Some BMCs start sending garbage values after a while

gebn / bmc_exporter

Exposes Baseboard Management Controller data in Prometheus format.

GNU Lesser General Public License v3.0

47 stars 3 forks source link

Some BMCs start sending garbage values after a while #29

Open gebn opened 5 years ago

gebn commented 5 years ago

Firmware version changes (with a minor version >99, which is impossible for a 1 byte BCD value)
GUID changes

Sometimes its the whole field, sometimes it's just a few bytes. Definitely a bug, as if it were corruption, the checksum validation would fail (is the checksum definitely there for these packets?).

If a BMC shows strangeness, it's fine to treat it with care (e.g. new connection each scrape) until the process is killed, even between Close()s on the collector.

Could be an old socket full stop - not just the connection on it. bmc_up and/or chassis_cooling_fault and/or chassis_powered_on flaps. You only need the first one to identify this. If bmc_up == 0, close the session before finishing collecting, so it is re-established next scrape. The debug mode in #23 would help here. Particularly the error returned by the command exec attempt.

**Problem requirements:** Duplicate the part of the BMC issue from "GUID changes" up to and including "for these packets?)." word for word. Rely only on the issue about BMCs sending garbage values, not on any outside knowledge.

**Given entries:**
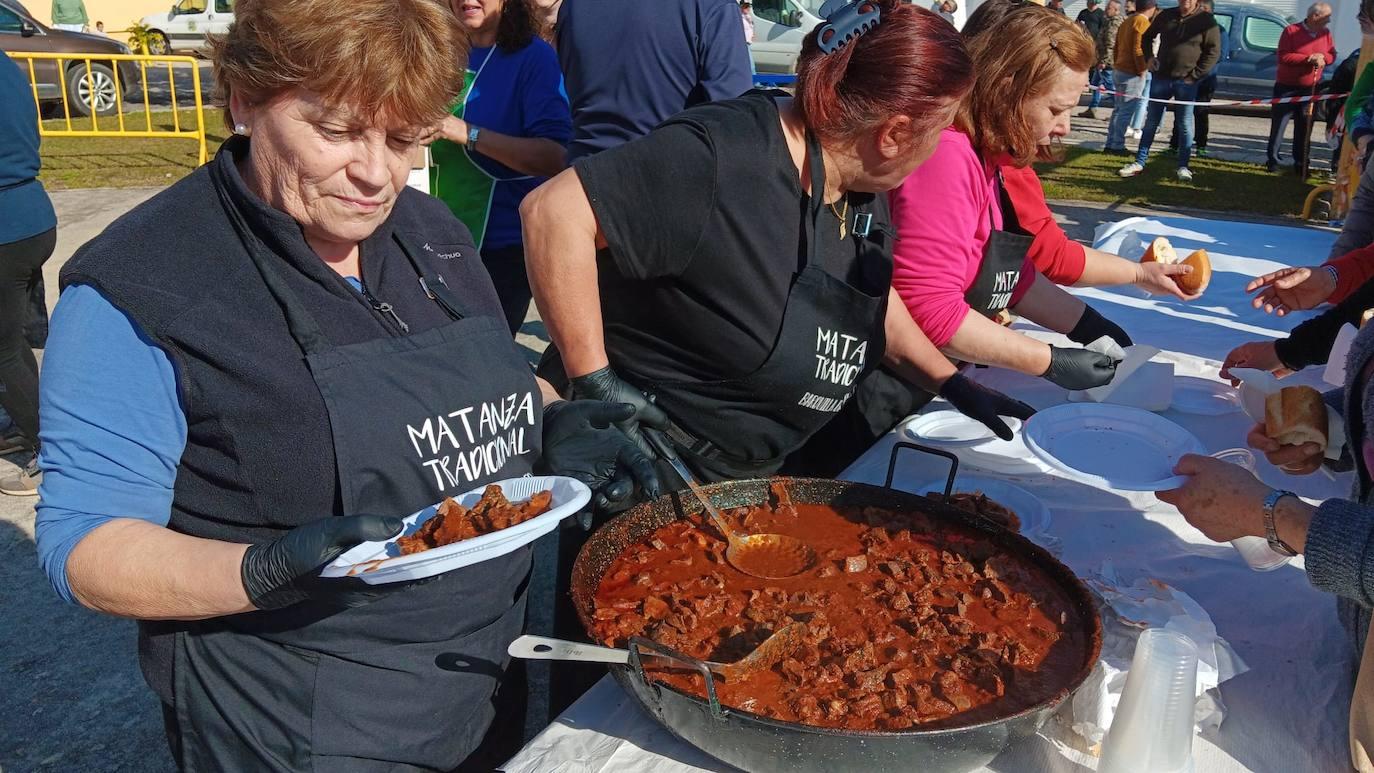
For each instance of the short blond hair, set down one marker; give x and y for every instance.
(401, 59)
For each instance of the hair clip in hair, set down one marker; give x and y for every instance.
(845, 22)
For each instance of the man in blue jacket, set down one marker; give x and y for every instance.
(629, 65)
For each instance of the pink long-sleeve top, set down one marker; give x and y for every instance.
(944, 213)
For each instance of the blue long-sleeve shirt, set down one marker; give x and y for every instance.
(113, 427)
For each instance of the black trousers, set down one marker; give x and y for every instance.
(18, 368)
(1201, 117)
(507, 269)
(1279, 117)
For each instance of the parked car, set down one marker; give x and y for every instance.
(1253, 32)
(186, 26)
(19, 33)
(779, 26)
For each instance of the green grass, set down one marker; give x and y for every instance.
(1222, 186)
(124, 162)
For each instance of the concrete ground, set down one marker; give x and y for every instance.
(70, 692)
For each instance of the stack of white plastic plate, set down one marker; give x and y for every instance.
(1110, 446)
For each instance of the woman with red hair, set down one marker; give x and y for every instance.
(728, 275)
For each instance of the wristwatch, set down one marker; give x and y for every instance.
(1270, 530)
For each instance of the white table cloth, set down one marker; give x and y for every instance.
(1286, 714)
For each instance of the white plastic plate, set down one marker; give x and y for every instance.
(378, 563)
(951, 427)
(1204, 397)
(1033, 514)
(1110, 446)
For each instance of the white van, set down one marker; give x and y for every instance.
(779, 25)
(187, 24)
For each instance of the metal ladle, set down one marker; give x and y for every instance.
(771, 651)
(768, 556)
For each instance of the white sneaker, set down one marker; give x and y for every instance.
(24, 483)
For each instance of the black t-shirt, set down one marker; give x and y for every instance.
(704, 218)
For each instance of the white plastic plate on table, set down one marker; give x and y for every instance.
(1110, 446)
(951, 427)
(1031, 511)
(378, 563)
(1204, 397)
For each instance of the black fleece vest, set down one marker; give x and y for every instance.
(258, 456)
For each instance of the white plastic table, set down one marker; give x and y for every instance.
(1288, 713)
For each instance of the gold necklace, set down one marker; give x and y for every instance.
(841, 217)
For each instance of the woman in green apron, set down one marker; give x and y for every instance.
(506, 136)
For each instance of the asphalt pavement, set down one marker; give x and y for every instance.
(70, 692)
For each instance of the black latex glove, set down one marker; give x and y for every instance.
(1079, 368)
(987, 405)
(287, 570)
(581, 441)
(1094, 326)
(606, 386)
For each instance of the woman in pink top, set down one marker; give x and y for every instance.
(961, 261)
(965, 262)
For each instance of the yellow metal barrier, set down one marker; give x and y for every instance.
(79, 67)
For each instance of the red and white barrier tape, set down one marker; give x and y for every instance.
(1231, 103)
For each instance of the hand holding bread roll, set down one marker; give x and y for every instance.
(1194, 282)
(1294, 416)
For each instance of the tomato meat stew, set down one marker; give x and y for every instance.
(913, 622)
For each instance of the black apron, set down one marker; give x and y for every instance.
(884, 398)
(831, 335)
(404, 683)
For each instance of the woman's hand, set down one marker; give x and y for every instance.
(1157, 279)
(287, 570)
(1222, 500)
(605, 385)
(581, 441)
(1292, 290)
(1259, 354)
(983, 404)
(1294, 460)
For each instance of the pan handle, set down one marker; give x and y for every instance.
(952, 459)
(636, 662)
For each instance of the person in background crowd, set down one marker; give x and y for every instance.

**Answer to this exercise:**
GUID changes

Sometimes its the whole field, sometimes it's just a few bytes. Definitely a bug, as if it were corruption, the checksum validation would fail (is the checksum definitely there for these packets?).